- _Set exercise_
Copy every row below word for word, but leave the pictures out.

[Records from a collection]
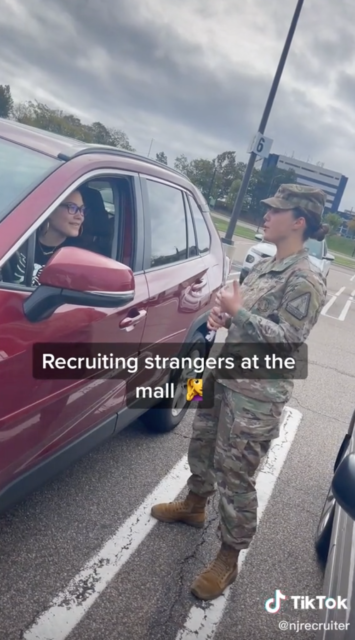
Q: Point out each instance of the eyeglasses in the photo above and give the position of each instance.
(73, 208)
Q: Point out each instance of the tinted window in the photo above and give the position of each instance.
(315, 248)
(193, 250)
(168, 224)
(21, 170)
(203, 236)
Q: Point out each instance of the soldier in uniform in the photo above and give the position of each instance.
(279, 301)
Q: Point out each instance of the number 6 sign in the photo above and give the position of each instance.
(260, 145)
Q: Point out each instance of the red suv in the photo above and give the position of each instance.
(144, 272)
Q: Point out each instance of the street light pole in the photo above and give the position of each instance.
(249, 169)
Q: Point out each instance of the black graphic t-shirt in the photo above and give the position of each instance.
(42, 256)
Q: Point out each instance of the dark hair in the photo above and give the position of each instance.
(314, 229)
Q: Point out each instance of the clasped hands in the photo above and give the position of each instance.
(228, 303)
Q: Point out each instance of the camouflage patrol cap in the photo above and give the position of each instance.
(291, 196)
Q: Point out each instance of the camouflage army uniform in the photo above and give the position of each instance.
(282, 301)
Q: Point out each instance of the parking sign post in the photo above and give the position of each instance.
(260, 142)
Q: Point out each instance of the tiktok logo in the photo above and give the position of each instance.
(273, 605)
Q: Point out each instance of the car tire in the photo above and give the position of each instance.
(325, 527)
(165, 417)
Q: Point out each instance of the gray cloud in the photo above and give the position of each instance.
(194, 77)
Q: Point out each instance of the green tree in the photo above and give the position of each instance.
(228, 171)
(182, 164)
(6, 101)
(233, 192)
(161, 157)
(37, 114)
(263, 184)
(334, 221)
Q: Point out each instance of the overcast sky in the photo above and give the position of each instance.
(192, 74)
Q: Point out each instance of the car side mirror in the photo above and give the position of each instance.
(343, 485)
(79, 277)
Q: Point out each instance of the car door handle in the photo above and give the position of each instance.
(131, 321)
(200, 284)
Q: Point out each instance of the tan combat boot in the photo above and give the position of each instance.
(191, 511)
(213, 581)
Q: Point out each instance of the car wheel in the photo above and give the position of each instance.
(324, 529)
(166, 415)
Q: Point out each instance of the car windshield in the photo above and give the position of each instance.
(21, 170)
(315, 248)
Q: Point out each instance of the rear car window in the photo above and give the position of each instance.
(21, 170)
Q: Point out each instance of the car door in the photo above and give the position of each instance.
(176, 272)
(39, 417)
(177, 275)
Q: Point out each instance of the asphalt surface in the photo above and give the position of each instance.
(46, 541)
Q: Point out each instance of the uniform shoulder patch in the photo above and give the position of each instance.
(298, 307)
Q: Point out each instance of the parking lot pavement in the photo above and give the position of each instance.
(82, 560)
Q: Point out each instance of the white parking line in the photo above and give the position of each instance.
(70, 606)
(331, 302)
(203, 620)
(347, 307)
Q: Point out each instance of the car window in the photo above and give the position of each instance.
(21, 170)
(193, 249)
(202, 232)
(168, 224)
(107, 228)
(315, 248)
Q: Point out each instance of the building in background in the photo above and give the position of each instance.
(314, 175)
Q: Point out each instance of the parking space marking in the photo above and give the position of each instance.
(347, 307)
(331, 302)
(203, 620)
(69, 607)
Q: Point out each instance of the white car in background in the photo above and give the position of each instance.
(318, 254)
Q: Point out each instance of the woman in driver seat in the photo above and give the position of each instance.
(61, 229)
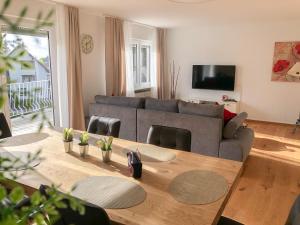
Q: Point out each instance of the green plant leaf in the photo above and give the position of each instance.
(36, 198)
(3, 193)
(6, 4)
(16, 194)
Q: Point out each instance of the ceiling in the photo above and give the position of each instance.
(165, 13)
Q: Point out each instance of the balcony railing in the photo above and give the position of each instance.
(29, 97)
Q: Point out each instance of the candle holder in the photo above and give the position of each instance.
(297, 124)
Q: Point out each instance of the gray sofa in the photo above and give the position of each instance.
(204, 121)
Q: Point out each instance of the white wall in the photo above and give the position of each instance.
(93, 64)
(251, 48)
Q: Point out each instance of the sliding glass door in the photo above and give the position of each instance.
(29, 83)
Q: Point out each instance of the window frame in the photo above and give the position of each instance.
(139, 44)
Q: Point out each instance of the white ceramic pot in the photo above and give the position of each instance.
(84, 150)
(68, 146)
(106, 156)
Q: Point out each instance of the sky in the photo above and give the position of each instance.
(37, 46)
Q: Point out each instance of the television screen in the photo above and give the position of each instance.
(214, 77)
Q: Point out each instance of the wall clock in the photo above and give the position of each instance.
(87, 44)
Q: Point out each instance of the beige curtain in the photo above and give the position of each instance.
(74, 72)
(5, 109)
(162, 74)
(115, 57)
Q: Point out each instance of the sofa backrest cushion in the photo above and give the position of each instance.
(233, 125)
(130, 102)
(161, 105)
(206, 131)
(209, 110)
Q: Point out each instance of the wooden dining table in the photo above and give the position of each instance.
(159, 207)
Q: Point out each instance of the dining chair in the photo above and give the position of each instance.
(294, 216)
(104, 126)
(170, 137)
(93, 215)
(4, 128)
(226, 221)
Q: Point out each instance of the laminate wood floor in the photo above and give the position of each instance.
(271, 179)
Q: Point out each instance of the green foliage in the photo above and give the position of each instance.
(40, 210)
(68, 134)
(105, 144)
(84, 138)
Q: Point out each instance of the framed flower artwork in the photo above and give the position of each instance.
(286, 62)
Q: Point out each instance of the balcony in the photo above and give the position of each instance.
(26, 99)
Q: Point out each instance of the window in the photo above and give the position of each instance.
(28, 78)
(29, 65)
(141, 64)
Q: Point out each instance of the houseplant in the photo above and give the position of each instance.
(68, 139)
(84, 144)
(105, 144)
(39, 210)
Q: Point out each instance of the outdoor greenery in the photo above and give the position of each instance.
(105, 144)
(68, 134)
(39, 209)
(84, 138)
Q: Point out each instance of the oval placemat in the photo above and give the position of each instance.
(24, 139)
(18, 159)
(151, 153)
(198, 187)
(110, 192)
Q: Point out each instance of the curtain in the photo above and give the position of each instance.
(5, 109)
(115, 57)
(128, 59)
(161, 64)
(74, 71)
(61, 79)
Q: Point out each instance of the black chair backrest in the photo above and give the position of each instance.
(94, 215)
(170, 137)
(104, 126)
(4, 128)
(294, 216)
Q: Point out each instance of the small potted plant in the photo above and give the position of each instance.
(84, 144)
(68, 139)
(105, 144)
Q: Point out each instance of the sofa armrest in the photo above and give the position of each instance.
(238, 148)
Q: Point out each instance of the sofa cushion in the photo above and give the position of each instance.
(228, 116)
(233, 125)
(209, 110)
(161, 105)
(121, 101)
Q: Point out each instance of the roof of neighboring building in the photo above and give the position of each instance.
(35, 59)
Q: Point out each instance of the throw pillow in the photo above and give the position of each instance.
(228, 116)
(233, 125)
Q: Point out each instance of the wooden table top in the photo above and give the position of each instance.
(159, 208)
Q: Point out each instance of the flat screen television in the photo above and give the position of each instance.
(214, 77)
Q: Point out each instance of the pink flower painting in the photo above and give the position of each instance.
(286, 62)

- _Solution for this task_
Q: Point out each instance of the eyeglasses in the photo above and give the position of each instance.
(73, 208)
Q: Point out each instance of the tinted window in the photo above and give the position of each instance.
(315, 248)
(193, 250)
(168, 224)
(21, 170)
(203, 236)
Q: Point out each instance of the soldier in uniform in the photo above and give the position of each instance.
(279, 301)
Q: Point out each instance of the number 6 sign in the photo above and give the position of each instance.
(260, 145)
Q: Point out each instance of the red suv in the photo above and give the position of each instance.
(144, 272)
Q: Point out each instance of the street light pole in the photo above and give the position of each instance.
(249, 169)
Q: Point out each instance of the black graphic t-shirt in the photo above and give the position of each instance.
(42, 256)
Q: Point out each instance of the dark hair in the photo above and give the position of each instance.
(314, 229)
Q: Point out each instance of the clasped hands in the photo above and give the position of each instance.
(228, 303)
Q: Point out each instance of the camouflage patrol cap in the photo above and give the position of each instance.
(291, 196)
Q: Point out each instance of the camouflage army uniform in the photo above and give the position of each instance.
(282, 301)
Q: Point out each instance of the parking sign post in the photo above and give the position of each instance.
(260, 142)
Q: Point out each instance of the tiktok logo in the photo above and give the position of each instance.
(273, 605)
Q: Point out each instance of the car tire in the photo above and give the position of each instance.
(325, 527)
(165, 417)
Q: Point out each instance of the gray cloud in the photo above and give the position of each instance.
(194, 77)
Q: Point out each instance of the green tree in the photo above and give the position of each instance.
(228, 171)
(182, 164)
(6, 101)
(233, 192)
(161, 157)
(37, 114)
(263, 184)
(334, 221)
Q: Point out each instance of the overcast sky in the photo above and give the position of each instance.
(192, 74)
Q: Point out each instance of the car side mirror in the photo above and give the position of each instance.
(343, 485)
(79, 277)
Q: Point out each instance of the car door handle in the photo above and give the position of each instance.
(131, 321)
(200, 284)
Q: Point out each instance of the tan combat boot in the photo above and give the position of each instance.
(191, 511)
(213, 581)
Q: Point out each instance of the car wheel in the photo above and give the position of each instance.
(324, 529)
(166, 415)
Q: Point out each instance of the car windshield in the photo above and give the position of each instance.
(21, 170)
(315, 248)
Q: Point out each instance of the rear car window in the photo above and give the position of each instance.
(21, 170)
Q: Point out each instance of the car door in the photo above and give the position of each instance.
(176, 272)
(39, 417)
(177, 275)
Q: Point out each instance of the asphalt surface in the photo above and give the position of each instance.
(46, 541)
Q: Point out each instance of the uniform shoulder patch in the photo above and give the position of each instance.
(298, 307)
Q: Point out each instance of the parking lot pavement in the photo above and give the position of each instance.
(82, 560)
Q: Point out each instance of the white parking line in the photo above and give the position of each instance.
(70, 606)
(331, 302)
(203, 620)
(347, 307)
Q: Point out each instance of the car window in the photo above and give the position of each instance.
(21, 170)
(193, 249)
(202, 232)
(168, 224)
(107, 228)
(315, 248)
Q: Point out each instance of the building in background in the photo above and give the position of each instance.
(314, 175)
Q: Point out each instance of the parking space marking in the photo above and give the position of each instance.
(347, 307)
(331, 302)
(203, 620)
(69, 607)
Q: Point out each instance of the white car in background in the photo above and give the position of each instance.
(318, 254)
Q: Point out each instance of the woman in driver seat in the photo above and give the position of each instance.
(61, 229)
Q: Point out each instance of the green plant leaf in the photo above and give the position of each instance.
(36, 198)
(3, 193)
(6, 4)
(16, 194)
Q: Point out each instance of the ceiling in the photo above and give the position of each instance.
(165, 13)
Q: Point out each instance of the balcony railing in the photo above and give the position of each instance.
(29, 97)
Q: Point out each instance of the candle holder in the photo above and give the position of each instance.
(297, 124)
Q: Point out each instance of the gray sofa in the photo above and give the position of each instance.
(204, 121)
Q: Point out each instance of the white wall in the photo above and give the position of each instance.
(93, 64)
(251, 48)
Q: Point out each instance of the sliding glass door in the photo above and give the position of each instance.
(29, 83)
Q: Point out each instance of the window frame in the photo above and give the position of each instance.
(139, 44)
Q: Point out each instance of the white ceramic pot in the photo above and give the position of each instance.
(84, 150)
(68, 146)
(106, 156)
Q: Point out each instance of the sky in the photo above and give the position of each instance.
(37, 46)
Q: Point out each instance of the television screen in the photo above and give the position of each instance.
(214, 77)
Q: Point out each instance of the wall clock in the photo above and give the position of each instance.
(87, 44)
Q: Point out each instance of the beige curtain in the photo above and give the position of each instance.
(74, 72)
(5, 109)
(162, 74)
(115, 57)
Q: Point out each instance of the sofa backrest cushion in the photo above and give the position of each instance.
(233, 125)
(130, 102)
(161, 105)
(206, 131)
(209, 110)
Q: Point out each instance of the wooden dining table in the photo above and give the position of each instance.
(159, 207)
Q: Point out each instance of the dining chair in the photo above and give the position of each instance.
(294, 216)
(104, 126)
(170, 137)
(93, 215)
(4, 128)
(226, 221)
Q: Point out each instance of the laminate wood floor in the photo above and give the position of each instance.
(271, 179)
Q: Point out each instance of the green foliage in the photo above and give the position of each instance.
(40, 210)
(68, 134)
(105, 144)
(84, 138)
Q: Point out each instance of the framed flower artwork in the photo above and give the position of each instance.
(286, 62)
Q: Point out each instance of the balcony in the photo above and give the position of each instance.
(26, 99)
Q: Point out each instance of the window in the photo above and give the position of each instance.
(28, 78)
(29, 65)
(141, 64)
Q: Point out each instance of the houseplant in the photo above and give the position of each instance.
(68, 139)
(84, 144)
(105, 144)
(39, 210)
Q: Point out each instance of the outdoor greenery in the photo above and give the position of each instance.
(105, 144)
(68, 134)
(39, 209)
(84, 138)
Q: Point out each instance of the oval placemat in the photo above and give the position of each instance.
(24, 139)
(18, 159)
(151, 153)
(198, 187)
(110, 192)
Q: Point out each instance of the curtain in the photo above and give the position of each instance.
(5, 109)
(115, 57)
(128, 59)
(161, 64)
(74, 71)
(61, 79)
Q: Point out each instance of the black chair backrest in the photo above and give the position of each instance.
(94, 215)
(170, 137)
(104, 126)
(4, 128)
(294, 216)
Q: Point out each instance of the small potted plant in the photo above and give the position of each instance.
(84, 144)
(68, 139)
(105, 144)
Q: Point out each instance of the sofa armrest in the photo above and give the position of each instance.
(238, 148)
Q: Point out each instance of the sofa cushion in the photo above and give the position of each instance.
(228, 116)
(233, 125)
(209, 110)
(161, 105)
(121, 101)
Q: Point out each instance of the roof of neighboring building in the photo above and give the position of each instance.
(35, 59)
Q: Point out each instance of the throw pillow in the photo above and give the position of each instance.
(228, 116)
(233, 125)
Q: Point out each instance of the wooden table top in the photo above and give the position of each instance.
(159, 208)
Q: Point out each instance of the flat screen television in the photo above and give the position of each instance.
(214, 77)
Q: Point out each instance of the pink flower painting in the photo above and give the position of each instance.
(286, 62)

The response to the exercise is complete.